* begin *
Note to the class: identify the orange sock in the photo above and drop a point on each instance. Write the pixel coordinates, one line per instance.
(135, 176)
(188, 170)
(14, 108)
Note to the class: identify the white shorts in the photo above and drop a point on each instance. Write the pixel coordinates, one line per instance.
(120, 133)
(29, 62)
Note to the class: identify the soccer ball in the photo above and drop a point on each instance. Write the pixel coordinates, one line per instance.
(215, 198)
* end *
* begin *
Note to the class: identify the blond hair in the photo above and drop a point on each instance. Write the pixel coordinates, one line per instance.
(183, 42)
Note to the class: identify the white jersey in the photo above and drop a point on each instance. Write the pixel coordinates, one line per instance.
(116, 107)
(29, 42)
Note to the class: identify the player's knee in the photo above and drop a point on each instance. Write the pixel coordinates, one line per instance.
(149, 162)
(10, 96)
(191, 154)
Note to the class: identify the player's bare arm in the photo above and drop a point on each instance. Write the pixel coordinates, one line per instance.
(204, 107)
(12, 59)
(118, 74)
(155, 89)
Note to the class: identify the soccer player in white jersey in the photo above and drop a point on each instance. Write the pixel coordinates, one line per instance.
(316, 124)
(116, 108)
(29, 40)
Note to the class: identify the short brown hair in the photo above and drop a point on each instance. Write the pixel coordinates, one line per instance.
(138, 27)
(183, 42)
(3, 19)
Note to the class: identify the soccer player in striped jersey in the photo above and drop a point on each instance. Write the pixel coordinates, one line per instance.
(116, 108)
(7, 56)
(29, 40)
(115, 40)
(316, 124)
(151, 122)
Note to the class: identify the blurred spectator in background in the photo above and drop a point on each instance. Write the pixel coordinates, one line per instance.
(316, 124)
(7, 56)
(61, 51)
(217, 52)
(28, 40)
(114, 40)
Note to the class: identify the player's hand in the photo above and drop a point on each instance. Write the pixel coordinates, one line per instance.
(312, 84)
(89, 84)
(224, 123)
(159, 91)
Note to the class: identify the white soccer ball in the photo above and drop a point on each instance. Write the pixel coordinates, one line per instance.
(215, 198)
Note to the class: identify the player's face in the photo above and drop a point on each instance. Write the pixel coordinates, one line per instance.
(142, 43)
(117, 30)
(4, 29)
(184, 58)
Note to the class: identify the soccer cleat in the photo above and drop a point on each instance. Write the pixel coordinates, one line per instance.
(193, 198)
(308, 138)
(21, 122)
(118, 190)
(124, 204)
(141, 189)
* end *
* begin *
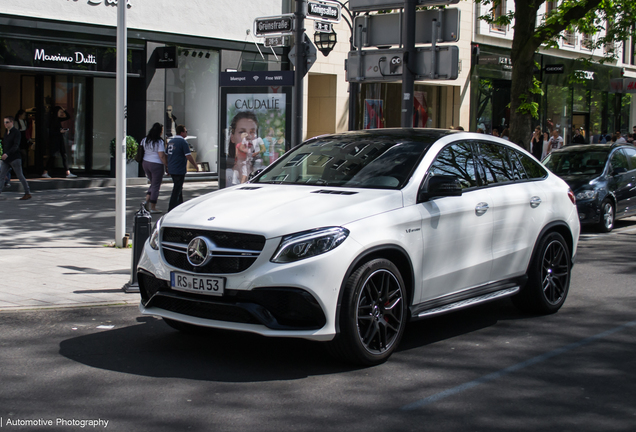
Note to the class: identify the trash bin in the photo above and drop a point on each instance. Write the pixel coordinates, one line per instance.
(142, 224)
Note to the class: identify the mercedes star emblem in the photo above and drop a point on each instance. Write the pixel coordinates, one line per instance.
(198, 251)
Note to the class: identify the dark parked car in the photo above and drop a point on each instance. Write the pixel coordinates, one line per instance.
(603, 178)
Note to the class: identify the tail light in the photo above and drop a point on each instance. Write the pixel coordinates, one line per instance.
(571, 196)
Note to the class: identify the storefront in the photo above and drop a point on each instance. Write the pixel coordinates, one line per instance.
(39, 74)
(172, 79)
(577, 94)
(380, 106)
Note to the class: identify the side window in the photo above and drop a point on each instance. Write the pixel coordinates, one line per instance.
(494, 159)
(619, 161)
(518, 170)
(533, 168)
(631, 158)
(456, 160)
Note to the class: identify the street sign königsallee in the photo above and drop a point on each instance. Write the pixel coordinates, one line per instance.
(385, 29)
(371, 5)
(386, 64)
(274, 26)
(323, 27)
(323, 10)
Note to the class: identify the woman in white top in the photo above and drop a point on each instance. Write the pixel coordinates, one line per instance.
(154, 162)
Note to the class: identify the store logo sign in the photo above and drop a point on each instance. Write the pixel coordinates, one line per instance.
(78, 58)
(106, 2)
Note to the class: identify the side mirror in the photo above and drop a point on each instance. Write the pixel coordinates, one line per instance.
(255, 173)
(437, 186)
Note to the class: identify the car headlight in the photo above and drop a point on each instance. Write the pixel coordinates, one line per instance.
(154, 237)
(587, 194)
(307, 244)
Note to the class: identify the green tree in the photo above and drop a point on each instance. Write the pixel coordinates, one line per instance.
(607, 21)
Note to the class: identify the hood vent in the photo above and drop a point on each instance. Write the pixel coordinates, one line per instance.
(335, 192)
* end *
# To be done
Report how many lines in the records above contain the string "jersey" with matching case. Give only the number.

# Solution
3